======== Text excerpt

Since javax.cache.configuration.MutableConfiguration misses the above additional configuration properties, Hazelcast ICache extension provides an extended configuration class called com.hazelcast.config.CacheConfig. This class is an implementation of javax.cache.configuration.CompleteConfiguration and all the properties shown above can be configured using its corresponding setter methods.

ICache can be configured only programmatically on the client side.

ICache Async Methods

As another addition of Hazelcast ICache over the normal JCache specification, Hazelcast provides asynchronous versions of almost all methods, returning a java.util.concurrent.CompletionStage. By using these methods and the returned objects, you can use JCache in a reactive way by registering dependent computation stages on the returned CompletionStage to prevent blocking the current thread.

The asynchronous versions of the methods append the phrase Async to the method name. The example code below uses the method putAsync().

ICache<Integer, String> unwrappedCache = cache.unwrap(ICache.class);
CompletionStage<String> stage = unwrappedCache.getAndPutAsync(1, "value");
stage.thenAcceptAsync(v -> System.out.println("Previous value: " + v));

Following methods are available in asynchronous versions:

  • get(key):

    • getAsync(key)

    • getAsync(key, expiryPolicy)

  • put(key, value):

    • putAsync(key, value)

    • putAsync(key, value, expiryPolicy)

  • putIfAbsent(key, value):

    • putIfAbsentAsync(key, value)

    • putIfAbsentAsync(key, value, expiryPolicy)

  • getAndPut(key, value):

    • getAndPutAsync(key, value)

    • getAndPutAsync(key, value, expiryPolicy)

  • remove(key):

    • removeAsync(key)

  • remove(key, value):

    • removeAsync(key, value)

  • getAndRemove(key):

    • getAndRemoveAsync(key)

  • replace(key, value):

    • replaceAsync(key, value)

    • replaceAsync(key, value, expiryPolicy)

  • replace(key, oldValue, newValue):

    • replaceAsync(key, oldValue, newValue)

    • replaceAsync(key, oldValue, newValue, expiryPolicy)

  • getAndReplace(key, value):

    • getAndReplaceAsync(key, value)

    • getAndReplaceAsync(key, value, expiryPolicy)

================
======== Records

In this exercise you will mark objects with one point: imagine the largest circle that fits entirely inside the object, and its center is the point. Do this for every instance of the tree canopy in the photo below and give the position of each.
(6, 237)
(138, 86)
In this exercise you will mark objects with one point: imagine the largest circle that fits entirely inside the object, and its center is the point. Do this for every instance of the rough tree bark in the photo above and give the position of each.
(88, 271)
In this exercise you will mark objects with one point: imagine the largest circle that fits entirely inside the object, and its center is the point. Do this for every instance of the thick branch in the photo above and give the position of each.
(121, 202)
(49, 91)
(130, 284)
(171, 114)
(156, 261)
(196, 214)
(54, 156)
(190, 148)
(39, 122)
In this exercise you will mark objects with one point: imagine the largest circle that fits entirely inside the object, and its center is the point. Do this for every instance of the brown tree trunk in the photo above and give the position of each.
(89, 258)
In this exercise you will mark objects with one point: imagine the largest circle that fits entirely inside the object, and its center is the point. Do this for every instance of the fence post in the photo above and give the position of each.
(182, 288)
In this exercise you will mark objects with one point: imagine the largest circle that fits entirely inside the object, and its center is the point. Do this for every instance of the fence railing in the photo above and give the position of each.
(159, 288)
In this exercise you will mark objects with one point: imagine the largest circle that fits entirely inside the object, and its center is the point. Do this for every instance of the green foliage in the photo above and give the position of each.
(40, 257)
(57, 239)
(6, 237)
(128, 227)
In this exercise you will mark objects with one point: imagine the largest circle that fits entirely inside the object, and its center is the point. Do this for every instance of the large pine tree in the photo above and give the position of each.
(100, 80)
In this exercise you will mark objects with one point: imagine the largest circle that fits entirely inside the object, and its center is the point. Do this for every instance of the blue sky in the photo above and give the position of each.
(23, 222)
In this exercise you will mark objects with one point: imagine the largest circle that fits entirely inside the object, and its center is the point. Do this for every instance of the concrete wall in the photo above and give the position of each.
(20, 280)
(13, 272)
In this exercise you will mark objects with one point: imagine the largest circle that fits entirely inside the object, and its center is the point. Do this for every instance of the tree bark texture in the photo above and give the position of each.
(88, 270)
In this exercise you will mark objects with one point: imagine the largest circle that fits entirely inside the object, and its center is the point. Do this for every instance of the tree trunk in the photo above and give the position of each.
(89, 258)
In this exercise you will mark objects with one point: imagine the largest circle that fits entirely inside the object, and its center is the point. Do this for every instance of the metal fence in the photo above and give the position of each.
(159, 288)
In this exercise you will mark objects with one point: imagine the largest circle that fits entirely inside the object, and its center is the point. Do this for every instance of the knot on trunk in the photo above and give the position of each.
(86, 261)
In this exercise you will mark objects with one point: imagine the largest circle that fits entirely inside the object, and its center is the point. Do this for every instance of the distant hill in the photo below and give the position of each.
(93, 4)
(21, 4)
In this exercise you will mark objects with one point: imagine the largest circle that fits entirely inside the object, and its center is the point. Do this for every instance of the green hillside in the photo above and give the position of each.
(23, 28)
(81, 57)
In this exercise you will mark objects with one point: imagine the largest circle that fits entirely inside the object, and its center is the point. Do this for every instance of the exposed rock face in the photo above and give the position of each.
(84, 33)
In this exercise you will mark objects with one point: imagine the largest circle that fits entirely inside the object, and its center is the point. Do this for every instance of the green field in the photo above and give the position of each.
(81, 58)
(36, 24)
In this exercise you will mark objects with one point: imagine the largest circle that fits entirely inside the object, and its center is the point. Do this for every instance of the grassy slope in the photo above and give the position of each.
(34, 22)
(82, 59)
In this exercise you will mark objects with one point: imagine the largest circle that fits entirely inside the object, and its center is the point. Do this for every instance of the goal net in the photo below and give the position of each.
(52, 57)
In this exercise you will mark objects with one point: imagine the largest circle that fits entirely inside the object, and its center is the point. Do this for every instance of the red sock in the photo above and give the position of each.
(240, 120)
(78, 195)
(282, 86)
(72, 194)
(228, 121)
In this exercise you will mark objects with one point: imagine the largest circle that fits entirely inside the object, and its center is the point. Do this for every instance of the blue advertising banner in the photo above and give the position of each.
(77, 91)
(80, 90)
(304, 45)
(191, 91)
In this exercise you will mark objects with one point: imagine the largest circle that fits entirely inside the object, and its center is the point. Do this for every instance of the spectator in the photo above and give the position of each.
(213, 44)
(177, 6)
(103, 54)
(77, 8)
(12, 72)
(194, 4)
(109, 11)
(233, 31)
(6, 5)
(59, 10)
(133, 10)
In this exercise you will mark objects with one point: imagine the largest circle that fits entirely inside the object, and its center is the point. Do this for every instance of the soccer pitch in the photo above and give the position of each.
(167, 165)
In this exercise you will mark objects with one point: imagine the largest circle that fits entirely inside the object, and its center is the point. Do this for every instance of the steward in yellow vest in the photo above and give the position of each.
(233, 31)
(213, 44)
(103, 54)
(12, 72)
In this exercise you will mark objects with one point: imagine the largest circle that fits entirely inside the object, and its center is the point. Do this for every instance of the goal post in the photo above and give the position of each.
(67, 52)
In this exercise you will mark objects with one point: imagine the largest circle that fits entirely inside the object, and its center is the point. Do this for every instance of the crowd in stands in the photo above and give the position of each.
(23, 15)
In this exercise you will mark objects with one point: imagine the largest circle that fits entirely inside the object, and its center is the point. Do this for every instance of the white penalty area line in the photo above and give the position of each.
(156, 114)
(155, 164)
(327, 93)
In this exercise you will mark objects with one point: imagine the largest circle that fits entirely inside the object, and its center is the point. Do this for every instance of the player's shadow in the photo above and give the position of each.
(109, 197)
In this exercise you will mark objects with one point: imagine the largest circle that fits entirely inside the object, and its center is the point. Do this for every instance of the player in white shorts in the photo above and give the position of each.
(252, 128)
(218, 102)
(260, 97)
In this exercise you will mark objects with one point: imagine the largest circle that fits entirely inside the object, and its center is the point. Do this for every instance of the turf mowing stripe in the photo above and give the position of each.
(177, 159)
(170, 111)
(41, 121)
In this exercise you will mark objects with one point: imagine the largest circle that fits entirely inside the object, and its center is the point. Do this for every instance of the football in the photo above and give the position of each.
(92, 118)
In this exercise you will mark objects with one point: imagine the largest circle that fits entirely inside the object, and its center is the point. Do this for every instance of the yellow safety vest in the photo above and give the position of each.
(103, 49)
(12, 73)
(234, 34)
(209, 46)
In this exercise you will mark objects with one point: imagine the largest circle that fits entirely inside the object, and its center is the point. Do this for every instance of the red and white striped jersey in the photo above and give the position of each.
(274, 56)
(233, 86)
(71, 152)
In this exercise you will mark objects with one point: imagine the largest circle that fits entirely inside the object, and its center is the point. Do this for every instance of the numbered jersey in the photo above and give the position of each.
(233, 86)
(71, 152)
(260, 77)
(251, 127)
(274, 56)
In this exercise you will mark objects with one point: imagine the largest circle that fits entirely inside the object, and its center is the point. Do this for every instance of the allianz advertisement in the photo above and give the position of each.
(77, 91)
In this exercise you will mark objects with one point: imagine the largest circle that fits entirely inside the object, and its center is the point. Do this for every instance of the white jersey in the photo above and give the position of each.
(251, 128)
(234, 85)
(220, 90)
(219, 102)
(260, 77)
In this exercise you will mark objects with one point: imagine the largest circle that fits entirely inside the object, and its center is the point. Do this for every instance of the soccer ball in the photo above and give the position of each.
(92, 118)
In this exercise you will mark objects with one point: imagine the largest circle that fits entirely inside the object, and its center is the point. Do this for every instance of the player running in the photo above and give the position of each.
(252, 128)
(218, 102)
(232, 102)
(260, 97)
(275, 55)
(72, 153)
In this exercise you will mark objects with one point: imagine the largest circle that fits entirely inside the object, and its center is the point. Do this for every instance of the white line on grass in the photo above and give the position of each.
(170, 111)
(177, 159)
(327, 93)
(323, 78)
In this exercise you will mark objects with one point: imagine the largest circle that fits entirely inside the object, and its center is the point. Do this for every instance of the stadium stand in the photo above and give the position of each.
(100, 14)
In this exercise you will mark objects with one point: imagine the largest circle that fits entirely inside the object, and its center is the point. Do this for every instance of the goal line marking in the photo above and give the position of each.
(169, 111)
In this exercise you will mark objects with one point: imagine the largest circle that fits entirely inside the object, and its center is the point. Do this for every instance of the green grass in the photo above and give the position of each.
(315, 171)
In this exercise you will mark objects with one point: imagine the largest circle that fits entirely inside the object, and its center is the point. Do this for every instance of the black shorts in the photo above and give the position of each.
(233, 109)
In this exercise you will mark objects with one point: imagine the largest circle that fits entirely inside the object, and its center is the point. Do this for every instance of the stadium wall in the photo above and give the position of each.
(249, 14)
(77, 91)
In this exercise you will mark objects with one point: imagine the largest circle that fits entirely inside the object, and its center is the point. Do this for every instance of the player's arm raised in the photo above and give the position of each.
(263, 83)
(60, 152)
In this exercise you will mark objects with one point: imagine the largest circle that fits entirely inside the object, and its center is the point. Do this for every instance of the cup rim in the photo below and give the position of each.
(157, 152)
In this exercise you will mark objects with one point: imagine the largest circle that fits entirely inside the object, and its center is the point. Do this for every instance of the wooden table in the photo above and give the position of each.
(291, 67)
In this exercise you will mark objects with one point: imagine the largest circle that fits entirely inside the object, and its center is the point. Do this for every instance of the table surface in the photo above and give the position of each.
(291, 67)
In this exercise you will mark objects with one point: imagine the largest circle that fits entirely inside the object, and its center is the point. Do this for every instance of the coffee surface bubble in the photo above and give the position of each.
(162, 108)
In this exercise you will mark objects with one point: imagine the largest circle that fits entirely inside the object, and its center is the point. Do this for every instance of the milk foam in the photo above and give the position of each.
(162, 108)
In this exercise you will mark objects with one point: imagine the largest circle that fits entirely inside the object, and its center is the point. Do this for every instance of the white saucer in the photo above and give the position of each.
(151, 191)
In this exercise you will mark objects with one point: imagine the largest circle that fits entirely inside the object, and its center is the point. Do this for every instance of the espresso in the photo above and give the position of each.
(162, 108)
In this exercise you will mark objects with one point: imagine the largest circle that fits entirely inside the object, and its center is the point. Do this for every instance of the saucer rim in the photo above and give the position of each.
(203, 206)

================

Written request:
From the Hazelcast ICache text above, reproduce everything from "As another addition" down to "the current thread.".

In response:
As another addition of Hazelcast ICache over the normal JCache specification, Hazelcast provides asynchronous versions of almost all methods, returning a java.util.concurrent.CompletionStage. By using these methods and the returned objects, you can use JCache in a reactive way by registering dependent computation stages on the returned CompletionStage to prevent blocking the current thread.